Passage for review section start

# 4824
For a variety of reasons, the true incidence of infectious diseases around the world really isn’t known.
Some countries lack a good surveillance and reporting system, testing may be unobtainable or unreliable, and in a lot of cases where the symptoms are mild, many people may not seek medical help.
Even in the United States, the CDC can’t tell us with precision how many people contract Lyme disease each year, or influenza, or even Dengue. Some of the reasons are illustrated in the pyramid chart below.
Which helps to explain why we really don’t know how many people died from the recent pandemic, or how many have succumbed to bird flu around the world.
Official numbers almost always only represent the `tip of the pyramid’. While imperfect, sometimes the best we can do are estimates.
But there is another way that rates of illness can be underestimated, and that comes from a willful attempt to suppress the numbers.
China, infamously, spent months covering up the SARS outbreak in late 2002 into 2003, going so far as to evacuate infected patients from a Beijing hospital in advance of a WHO (World Health Organization) visit.
While promises of more transparency were made in the wake of the SARS debacle, few observers doubt that China continues to suppress disease outbreak information, including H5N1.
Indonesia has been less than open about their bird flu problems, refusing to share virus samples, and delaying the announcement of cases sometimes for months.
Other countries, no doubt, either ignore or hide inconvenient disease surveillance data as well.
Today, we’ve a report in India Today, that asserts that the true number of Dengue cases in the Capital Delhi is being intentionally under reported by authorities.
Neetu Chandra
New Delhi, August 20, 2010
Dengue outbreak figures are being fudged to conceal details of the rapid spread of the disease in the Capital.
Officially, the city has reported 322 dengue cases so far. However, a spot check of 12 hospitals and nursing homes in Delhi showed 1,131 dengue cases at these hospitals alone.
This is merely indicative of the actual figures that could rise quickly in the coming days. There are 1,800 government and private hospitals in the Capital, of which 700 are registered.
This report goes on to claim that the Municipal Corporation of Delhi (MCD) – which is in charge of controlling Dengue in the City – has pressured hospitals to under-report cases.
Given the muckraking and sometimes hyperbolic nature of Indian Journalism, seeing these sorts of charges in print isn’t unusual.
As to their validity . . . I’ve no idea.
According to the report, some of the undercounting is apparently due to patients settling for a diagnosis based on a physical exam, rather than paying for the confirmatory lab test.
And so those cases are never `officially’ counted.
Whether intentionally withheld (as claimed in this article), or due to circumstances beyond their control, it should come as no surprise that the number of Dengue cases in Delhi far exceeds the official numbers being released by local officials.
Which is why I don’t tend to give case counts and fatality numbers bandied about in the press a whole lot of credence, regardless of their source.

Passage for review section end

What to do:
Please state how many dengue cases the article on disease underreporting says a spot check of 12 hospitals and nursing homes in Delhi found. The entries play no part in this.

Provided records section start

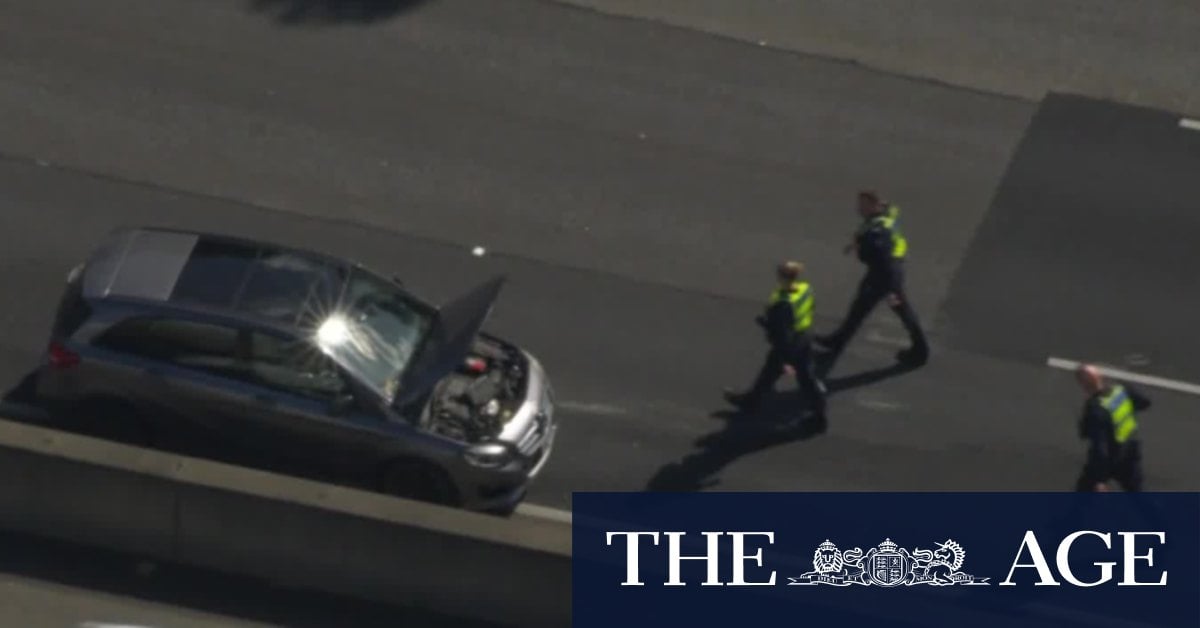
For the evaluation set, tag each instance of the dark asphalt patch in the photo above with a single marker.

Provided records section end
Provided records section start

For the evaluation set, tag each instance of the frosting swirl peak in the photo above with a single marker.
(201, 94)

Provided records section end

Solution to this task:
1,131 dengue cases.